**Given exercise A:**
Reproduce, word for word, the stretch of the listing below from its first line through the line containing "Provide the mask of each instance of the white".
>> Start Text block
# gearbox remap???



## Dwain dibbly (Jan 19, 2013)

ive been talking to someone about remapping my 2008 TTS and they said because its s-tronic it would 
be better to map both the engine and the box?? ive never heard of mapping a gearbox before, is this correct?


----------



## TootRS (Apr 21, 2009)

You can map the gearbox ECU, but it isn't necessary when having the engine ECU mapped.


----------



## Dwain dibbly (Jan 19, 2013)

TootRS said:


> You can map the gearbox ECU, but it isn't necessary when having the engine ECU mapped.


any idea what the benefits are by mapping the box?


----------



## tjsafc (May 23, 2012)

I had a gearbox and engine remaps done together at shark performance. When in manual it actually stays as a manual, quicker changes, cant notice it and he said that it won't really make a difference due to how quick they change anyways, might increase how much torque can be put through gear box I might be wrong it was quite a few month ago and if you ask they can pretty much customise it to your liking. I have the 2.0tfsi and the changes it made along with engine remap were very good I'd recommend 100% and also recommend you speak to the lads at shark they no there stuff


----------



## _Dejan_ (Jul 31, 2012)

About gearbox remap is a lot of threads  Try Search for "DSG Remap" or "TCU Remap" 
I don't know what limits have set TTS gearbox but if have same as 2.0 6-gear s-tronic then you will with Stage 1 or Stage 2 probably hit limit 400-420Nm... You have few stages for DSG Remap depend of remaper...
Usualy Stage 1 increase torque limit to 500Nm, improve shifting time, increase launch control rm to 3200rpm, increase rpm limit, disable auto shift in manual, increase pressure on clutch pads, make sport mode more sportier...


----------



## TootRS (Apr 21, 2009)

The above 2 posts pretty much cover it. When I had mine done it decreased the shift time fractionally (it's already a blink of an eye tbh, so barely noticeable), increased the rev limiter past 7k, and disabled kickdown in manual mode.

The torque limiter is an interesting one as my TTS dyno'ed stock at 420Nm (audi quote 350), so I doubt a factory map would restrict torque as low as 400-420. The DQ500 gearbox (S-Tronic in the TT RS) currently has no map option that I'm aware of, and engine maps on those are pushing 600-620Nm without any torque shedding issues, factory quoted figure is 450/465Nm so a fair bit of headroom there.


----------



## Dwain dibbly (Jan 19, 2013)

thanks for the info


----------



## _Dejan_ (Jul 31, 2012)

does TTS use DQ250? If yes then Im pretty shure that it have same software limits as 2.0TFSI or 3.2 ... 
Because TTS have K04 turbo I think it will with Stage 1 ECU remap reach torque limit(Stage 2+ with K03 and agresive map can reach it) so is TCU remap together with ECU remap good option and I think you will also receive some discount  ...


----------



## TootRS (Apr 21, 2009)

_Dejan_ said:


> does TTS use DQ250? If yes then Im pretty shure that it have same software limits as 2.0TFSI or 3.2 ...
> Because TTS have K04 turbo I think it will with Stage 1 ECU remap reach torque limit(Stage 2+ with K03 and agresive map can reach it) so is TCU remap together with ECU remap good option and I think you will also receive some discount  ...
>> End Text block
**Given exercise B:**
Pick up the forum thread above about remapping the TTS gearbox and continue it after its last sentence.
>> Start Source material
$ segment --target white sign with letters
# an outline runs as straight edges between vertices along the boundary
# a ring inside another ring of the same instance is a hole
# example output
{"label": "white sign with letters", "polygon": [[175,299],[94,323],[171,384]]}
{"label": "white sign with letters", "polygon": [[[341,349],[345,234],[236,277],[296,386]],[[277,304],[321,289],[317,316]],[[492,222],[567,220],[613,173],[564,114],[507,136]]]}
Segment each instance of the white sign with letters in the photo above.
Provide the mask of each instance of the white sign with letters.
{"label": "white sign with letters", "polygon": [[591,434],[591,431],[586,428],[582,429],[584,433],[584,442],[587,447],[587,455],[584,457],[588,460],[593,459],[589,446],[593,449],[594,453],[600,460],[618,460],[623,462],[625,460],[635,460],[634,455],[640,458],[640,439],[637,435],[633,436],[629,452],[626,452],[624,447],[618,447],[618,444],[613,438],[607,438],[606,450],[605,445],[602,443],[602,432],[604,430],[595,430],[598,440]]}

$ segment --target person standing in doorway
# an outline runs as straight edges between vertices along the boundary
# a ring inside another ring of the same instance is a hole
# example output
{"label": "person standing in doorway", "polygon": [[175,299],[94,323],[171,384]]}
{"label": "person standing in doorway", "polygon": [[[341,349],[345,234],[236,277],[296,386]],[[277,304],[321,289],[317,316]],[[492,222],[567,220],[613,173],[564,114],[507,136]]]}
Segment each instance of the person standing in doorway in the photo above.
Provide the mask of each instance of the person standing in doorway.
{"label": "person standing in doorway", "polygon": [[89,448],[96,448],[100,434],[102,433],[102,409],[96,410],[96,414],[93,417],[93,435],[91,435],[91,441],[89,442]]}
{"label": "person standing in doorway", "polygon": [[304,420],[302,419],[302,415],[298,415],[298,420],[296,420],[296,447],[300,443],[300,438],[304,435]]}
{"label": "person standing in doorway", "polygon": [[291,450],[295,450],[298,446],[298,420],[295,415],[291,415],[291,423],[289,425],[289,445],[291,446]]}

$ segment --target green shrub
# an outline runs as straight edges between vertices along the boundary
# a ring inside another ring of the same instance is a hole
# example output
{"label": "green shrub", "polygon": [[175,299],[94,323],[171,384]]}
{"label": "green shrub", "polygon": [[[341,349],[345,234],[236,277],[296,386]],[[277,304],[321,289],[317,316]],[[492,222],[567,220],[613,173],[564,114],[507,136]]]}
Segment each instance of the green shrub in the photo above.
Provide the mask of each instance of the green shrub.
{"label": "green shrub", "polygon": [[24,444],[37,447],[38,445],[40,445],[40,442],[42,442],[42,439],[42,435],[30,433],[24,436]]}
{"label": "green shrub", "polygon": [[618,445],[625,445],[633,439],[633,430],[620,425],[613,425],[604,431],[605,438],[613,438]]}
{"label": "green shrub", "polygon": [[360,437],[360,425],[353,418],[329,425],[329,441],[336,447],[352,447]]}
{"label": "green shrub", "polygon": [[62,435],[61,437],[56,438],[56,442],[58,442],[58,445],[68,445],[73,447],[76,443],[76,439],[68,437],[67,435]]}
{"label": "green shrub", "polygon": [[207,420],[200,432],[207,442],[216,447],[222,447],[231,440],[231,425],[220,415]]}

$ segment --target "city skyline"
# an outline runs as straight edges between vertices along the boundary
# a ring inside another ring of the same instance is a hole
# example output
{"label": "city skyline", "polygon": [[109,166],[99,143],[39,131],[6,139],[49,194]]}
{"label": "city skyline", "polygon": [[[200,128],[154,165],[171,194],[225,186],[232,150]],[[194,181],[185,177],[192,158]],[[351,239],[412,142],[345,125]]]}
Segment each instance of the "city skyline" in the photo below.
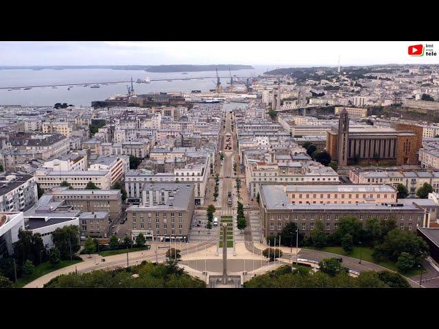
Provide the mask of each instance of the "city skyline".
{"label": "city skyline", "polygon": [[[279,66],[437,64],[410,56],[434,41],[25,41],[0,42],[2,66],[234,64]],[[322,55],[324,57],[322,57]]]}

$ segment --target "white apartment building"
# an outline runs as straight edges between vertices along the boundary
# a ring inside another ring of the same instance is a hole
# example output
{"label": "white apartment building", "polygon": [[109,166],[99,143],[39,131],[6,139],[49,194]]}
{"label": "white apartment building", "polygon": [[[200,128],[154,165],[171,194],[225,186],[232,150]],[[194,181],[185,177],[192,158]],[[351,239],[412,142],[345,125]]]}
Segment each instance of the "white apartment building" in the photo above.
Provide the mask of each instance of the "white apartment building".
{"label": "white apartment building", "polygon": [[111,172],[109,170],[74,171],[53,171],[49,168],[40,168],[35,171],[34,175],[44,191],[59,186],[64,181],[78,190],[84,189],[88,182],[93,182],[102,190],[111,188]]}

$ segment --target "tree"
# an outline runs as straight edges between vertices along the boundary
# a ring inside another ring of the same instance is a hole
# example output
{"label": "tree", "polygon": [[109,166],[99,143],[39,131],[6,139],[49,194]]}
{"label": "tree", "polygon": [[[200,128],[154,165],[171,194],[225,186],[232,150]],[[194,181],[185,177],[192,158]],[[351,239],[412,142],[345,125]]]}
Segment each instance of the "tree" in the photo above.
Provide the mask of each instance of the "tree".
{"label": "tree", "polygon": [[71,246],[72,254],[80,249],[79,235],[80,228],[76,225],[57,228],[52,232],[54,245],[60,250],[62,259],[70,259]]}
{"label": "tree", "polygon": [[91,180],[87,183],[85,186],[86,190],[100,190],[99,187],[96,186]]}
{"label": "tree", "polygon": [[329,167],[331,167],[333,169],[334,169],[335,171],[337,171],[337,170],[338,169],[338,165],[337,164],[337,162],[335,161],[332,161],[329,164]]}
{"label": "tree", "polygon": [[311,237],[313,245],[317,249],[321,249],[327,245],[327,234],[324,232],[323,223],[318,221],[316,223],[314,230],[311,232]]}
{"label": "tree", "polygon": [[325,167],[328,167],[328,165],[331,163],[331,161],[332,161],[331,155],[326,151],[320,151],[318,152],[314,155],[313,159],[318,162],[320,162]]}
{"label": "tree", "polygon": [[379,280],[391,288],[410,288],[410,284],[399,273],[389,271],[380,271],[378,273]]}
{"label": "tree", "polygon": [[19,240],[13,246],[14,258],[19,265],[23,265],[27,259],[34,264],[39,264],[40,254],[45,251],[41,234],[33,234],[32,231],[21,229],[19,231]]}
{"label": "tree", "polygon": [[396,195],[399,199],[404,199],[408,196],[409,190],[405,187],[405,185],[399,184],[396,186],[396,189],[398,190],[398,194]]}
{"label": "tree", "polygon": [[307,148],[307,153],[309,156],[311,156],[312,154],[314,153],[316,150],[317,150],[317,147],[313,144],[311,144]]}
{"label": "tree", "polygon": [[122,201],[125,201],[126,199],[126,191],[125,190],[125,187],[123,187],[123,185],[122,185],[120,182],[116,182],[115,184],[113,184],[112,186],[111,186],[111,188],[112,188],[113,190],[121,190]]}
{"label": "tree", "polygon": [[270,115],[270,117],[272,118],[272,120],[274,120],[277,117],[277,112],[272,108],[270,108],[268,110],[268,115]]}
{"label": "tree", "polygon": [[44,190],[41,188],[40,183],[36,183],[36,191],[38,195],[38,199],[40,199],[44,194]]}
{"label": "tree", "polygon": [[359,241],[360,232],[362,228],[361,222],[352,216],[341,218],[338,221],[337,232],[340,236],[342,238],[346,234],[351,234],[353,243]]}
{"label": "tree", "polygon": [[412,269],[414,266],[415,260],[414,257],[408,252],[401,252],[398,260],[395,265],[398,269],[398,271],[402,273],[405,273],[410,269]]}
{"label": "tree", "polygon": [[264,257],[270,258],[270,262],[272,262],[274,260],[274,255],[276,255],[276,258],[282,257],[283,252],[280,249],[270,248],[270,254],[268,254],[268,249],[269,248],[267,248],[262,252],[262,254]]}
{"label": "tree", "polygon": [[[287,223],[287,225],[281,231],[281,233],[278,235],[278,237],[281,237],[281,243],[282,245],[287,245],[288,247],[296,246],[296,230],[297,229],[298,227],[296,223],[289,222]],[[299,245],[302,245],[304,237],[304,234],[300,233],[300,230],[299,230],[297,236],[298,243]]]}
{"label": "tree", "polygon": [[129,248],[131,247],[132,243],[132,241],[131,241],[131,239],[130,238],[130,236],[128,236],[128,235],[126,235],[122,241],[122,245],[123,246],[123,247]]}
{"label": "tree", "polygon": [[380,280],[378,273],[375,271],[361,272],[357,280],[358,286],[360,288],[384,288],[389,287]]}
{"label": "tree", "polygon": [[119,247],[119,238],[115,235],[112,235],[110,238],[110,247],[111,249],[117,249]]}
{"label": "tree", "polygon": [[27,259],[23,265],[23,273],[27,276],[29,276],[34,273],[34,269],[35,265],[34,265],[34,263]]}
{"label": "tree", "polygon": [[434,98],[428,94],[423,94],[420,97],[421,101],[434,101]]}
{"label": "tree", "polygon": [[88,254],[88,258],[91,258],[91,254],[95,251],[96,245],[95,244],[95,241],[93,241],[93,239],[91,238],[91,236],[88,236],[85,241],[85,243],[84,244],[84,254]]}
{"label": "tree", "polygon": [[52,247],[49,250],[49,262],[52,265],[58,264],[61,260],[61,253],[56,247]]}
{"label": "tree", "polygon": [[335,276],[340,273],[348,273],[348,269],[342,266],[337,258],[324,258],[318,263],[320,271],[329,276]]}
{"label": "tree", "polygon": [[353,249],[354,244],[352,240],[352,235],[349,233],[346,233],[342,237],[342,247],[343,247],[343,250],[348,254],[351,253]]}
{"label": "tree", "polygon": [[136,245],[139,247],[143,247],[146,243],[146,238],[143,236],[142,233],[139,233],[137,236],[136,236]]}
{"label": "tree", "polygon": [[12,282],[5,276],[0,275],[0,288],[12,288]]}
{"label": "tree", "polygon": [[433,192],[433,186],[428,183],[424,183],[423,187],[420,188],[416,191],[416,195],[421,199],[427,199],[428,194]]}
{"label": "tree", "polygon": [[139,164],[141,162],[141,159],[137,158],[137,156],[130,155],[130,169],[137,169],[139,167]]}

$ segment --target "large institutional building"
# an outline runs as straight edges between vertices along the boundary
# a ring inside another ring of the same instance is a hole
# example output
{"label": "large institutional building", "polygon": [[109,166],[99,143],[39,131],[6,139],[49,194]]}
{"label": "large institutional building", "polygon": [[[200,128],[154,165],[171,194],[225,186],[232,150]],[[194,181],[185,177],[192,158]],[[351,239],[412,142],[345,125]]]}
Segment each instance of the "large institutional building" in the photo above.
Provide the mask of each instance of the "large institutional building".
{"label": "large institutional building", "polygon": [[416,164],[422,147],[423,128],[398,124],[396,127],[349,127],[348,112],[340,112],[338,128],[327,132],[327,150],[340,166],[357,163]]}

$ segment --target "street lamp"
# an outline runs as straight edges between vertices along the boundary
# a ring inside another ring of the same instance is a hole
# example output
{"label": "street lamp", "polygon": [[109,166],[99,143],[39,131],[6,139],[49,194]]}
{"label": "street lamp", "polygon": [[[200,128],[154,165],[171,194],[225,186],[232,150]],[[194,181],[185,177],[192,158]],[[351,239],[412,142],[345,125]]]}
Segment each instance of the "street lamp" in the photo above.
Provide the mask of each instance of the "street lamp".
>> End Source material
**Result A:**
$ segment --target white sign with letters
# an outline runs as straight edges between vertices along the boundary
# a ring inside another ring of the same instance is a hole
# example output
{"label": "white sign with letters", "polygon": [[175,299],[94,323],[171,384]]}
{"label": "white sign with letters", "polygon": [[[341,349],[345,234],[236,277],[296,386]],[[277,304],[321,289],[317,316]],[[492,222],[567,220],[613,173],[564,114],[507,136]]]}
Segment each instance of the white sign with letters in the photo above.
Provide the mask of each instance of the white sign with letters.

**Result B:**
Yes it does, and I agree it is a good idea to have the TCU mapped as well, but I can't see the TTS having the same torque limit as a K03 2.0T or 3.2 as they have less torque from factory anyway.


----------



## _Dejan_ (Jul 31, 2012)

TootRS said:


> _Dejan_ said:
> 
> 
> > does TTS use DQ250? If yes then Im pretty shure that it have same software limits as 2.0TFSI or 3.2 ...
> ...


Yes but K03 2.0t and 3.2 have limited torque in engine(ECU and parts) and not gearbox(TCU in DSG). So for example if you make Stage 2+ mods on K03 2.0T engine you can get over 420Nm if you remap TCU if not it push you torque down and I think same can happen with Stage 1 ECU remap on K04 2.0T engine... So I think on both TCU's is torque limit set to 350Nm but ECU remap can lie to TCU and it can push more(on both engines)... I know that some tunners usualy forget that ECU remap for DSG car is different than manual car(where torque limiters in ECU do not have any efect) and cars do not produce torque as must ...


----------



## powerplay (Feb 8, 2008)

If anyone knows of a tuner that can successfully tune the TCU in the TTRS then I'd love to hear about it, a few things I'd like to change


----------



## jaybyme (Mar 10, 2010)

not sure about in the UK,but Siemoneit Racing in Germany map the RS box


----------



## CurryMan (Nov 20, 2016)

Resurrecting an old thread here. Anyone here remapped there DSG Gearbox in a 2.0 or 3.2? Would like to hear your feedback please. I have the 2.0 so the DQ250 DSG gearbox and bluefin ECU remap ... Like the idea of it but want to hear from someone whose actually had it done. Did you notice the quicker changes and higher RPM limit? Completely appreciate it won't feel like having your car remapped which was a huge bang for buck. 
Cheers


----------



## CurryMan (Nov 20, 2016)

Anyone with experience of a DSG remap please?


----------



## FNChaos (Nov 30, 2016)

I remapped my TTS.

1.) No noticeable increase in shift speed ( DSG is already lightning fast stock so I'm not sure you can improve on that)

2.) Supposedly clamping force is increased. No way to tell but I consider it 'insurance' since my ECU is mapped to stage2.

3.) Shift point are matched to improved power curve of ECU remap. Nice linear pull. No sense of power tapering off before next upshift.

4.) Seems to be a little more 'intelligent' on shifting decisions. Stock map would occasionally hold a gear too long (i.e. driving slow through town with rpm's screaming) or upshift without command after you've intentionally downshifted coming into a turn. Remapping eliminated that.

5.) DIS now shows D 1-6 (normal mode), S 1-6(sport mode) or M 1-6 (manual mode) to indicate gear in use. (not sure if all remaps do this)

6.) Some remaps remove the 'kick down' feature. Mine doesn't - kind of a personal choice.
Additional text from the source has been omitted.